# Data supplied
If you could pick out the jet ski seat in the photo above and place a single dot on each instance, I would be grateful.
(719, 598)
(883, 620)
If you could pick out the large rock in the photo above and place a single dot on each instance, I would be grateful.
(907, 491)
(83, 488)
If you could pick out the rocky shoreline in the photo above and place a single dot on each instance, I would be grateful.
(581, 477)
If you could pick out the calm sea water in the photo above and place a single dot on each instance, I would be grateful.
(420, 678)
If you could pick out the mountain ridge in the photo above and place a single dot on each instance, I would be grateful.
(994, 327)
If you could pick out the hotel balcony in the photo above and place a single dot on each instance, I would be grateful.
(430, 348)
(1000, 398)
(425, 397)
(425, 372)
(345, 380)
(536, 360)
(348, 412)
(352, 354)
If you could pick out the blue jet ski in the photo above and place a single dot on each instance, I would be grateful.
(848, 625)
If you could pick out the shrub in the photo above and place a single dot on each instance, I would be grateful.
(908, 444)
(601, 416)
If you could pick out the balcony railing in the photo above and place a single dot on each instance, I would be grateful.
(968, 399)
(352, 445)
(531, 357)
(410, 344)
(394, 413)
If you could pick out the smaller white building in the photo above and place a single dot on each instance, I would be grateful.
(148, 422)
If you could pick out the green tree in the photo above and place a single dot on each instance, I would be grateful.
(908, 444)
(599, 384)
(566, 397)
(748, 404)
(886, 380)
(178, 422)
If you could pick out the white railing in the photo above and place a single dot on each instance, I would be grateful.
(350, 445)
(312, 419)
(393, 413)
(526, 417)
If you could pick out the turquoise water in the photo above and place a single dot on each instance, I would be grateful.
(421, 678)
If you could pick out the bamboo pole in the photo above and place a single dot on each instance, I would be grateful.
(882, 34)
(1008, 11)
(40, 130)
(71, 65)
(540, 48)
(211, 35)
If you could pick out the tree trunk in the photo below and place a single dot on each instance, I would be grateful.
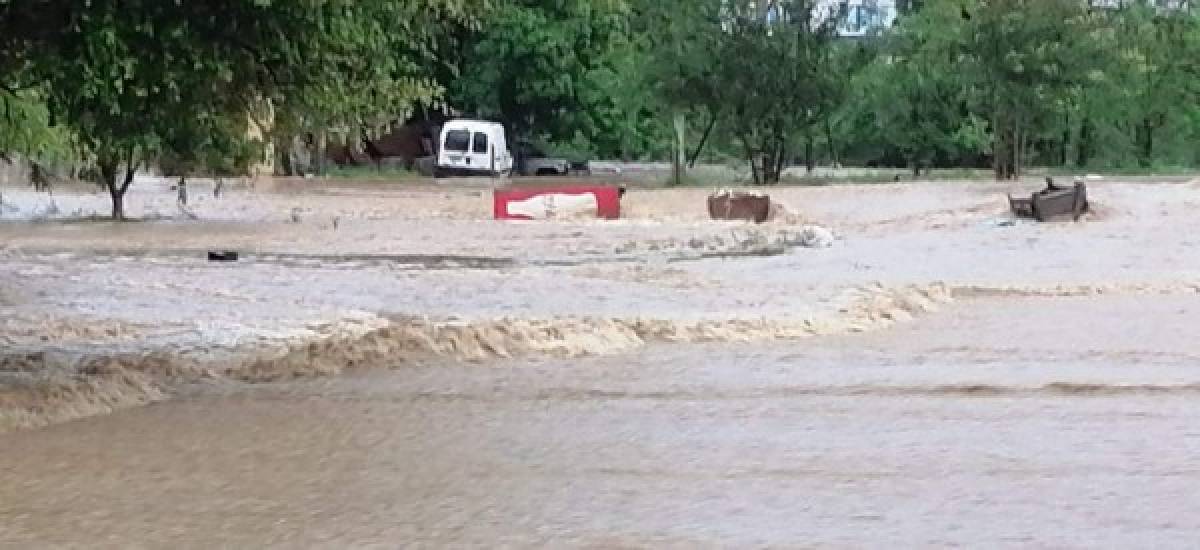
(754, 160)
(1146, 143)
(1084, 149)
(678, 159)
(810, 161)
(703, 141)
(834, 156)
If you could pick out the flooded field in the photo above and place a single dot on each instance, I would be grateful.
(415, 374)
(982, 426)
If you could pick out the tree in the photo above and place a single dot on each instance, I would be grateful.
(544, 67)
(912, 97)
(132, 78)
(1024, 60)
(775, 76)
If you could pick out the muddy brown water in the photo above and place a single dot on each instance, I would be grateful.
(982, 426)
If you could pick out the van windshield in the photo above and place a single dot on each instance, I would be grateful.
(457, 141)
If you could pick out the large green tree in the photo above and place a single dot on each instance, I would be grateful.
(136, 77)
(551, 70)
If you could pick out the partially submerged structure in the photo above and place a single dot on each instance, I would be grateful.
(725, 204)
(1053, 203)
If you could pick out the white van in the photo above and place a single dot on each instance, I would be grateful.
(473, 147)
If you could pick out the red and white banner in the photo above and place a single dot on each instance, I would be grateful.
(557, 202)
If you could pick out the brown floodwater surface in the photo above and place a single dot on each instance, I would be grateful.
(979, 426)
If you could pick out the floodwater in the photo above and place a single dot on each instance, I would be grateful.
(1044, 423)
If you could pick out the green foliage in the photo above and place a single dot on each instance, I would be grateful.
(557, 71)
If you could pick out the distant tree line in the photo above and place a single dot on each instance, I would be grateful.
(114, 85)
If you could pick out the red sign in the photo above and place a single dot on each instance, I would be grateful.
(557, 202)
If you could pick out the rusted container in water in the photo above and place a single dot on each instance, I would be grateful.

# What needs to be done
Each line from the one containing "If you could pick out the muddy" to the end of the records should be echoed exactly, and no other line.

# Answer below
If you could pick out the muddy brown water in the photo above and place a single dot on each instance, I would be grateful.
(982, 426)
If you could pick out the van windshield in the photo above and place a single dot on each instance, I would be grateful.
(457, 141)
If you could pick out the large green tree in the photo above and place a single dot on each instance, I would be grateful.
(136, 77)
(551, 70)
If you could pick out the partially submerged structure in the photo above and place a single dot on each instance, I would be grateful.
(725, 204)
(1053, 203)
If you could pick out the white van in the photo above and place a single dot on each instance, I would be grateful.
(473, 147)
If you could pick out the red and white banner in the photo above and place a single dot on each instance, I would be grateful.
(557, 202)
If you could pick out the brown floodwater surface in the photo above and place a single dot on each instance, I would be grateful.
(979, 426)
If you could pick out the floodwater in the photo above and place a single dot on each instance, I would be grateful.
(1044, 423)
If you could pick out the green foliage in the photo above and place a single dot on each instance, I would be grateful.
(557, 71)
If you could pick out the distant tree line in the photo above and place a single dot on each instance, I would be grateful.
(114, 85)
If you could pick out the red sign in the photo above and place a single dot on each instance, I would be grateful.
(557, 202)
If you could pick out the rusted container in water in the photo above and place a single dot on each instance, I would be grateful.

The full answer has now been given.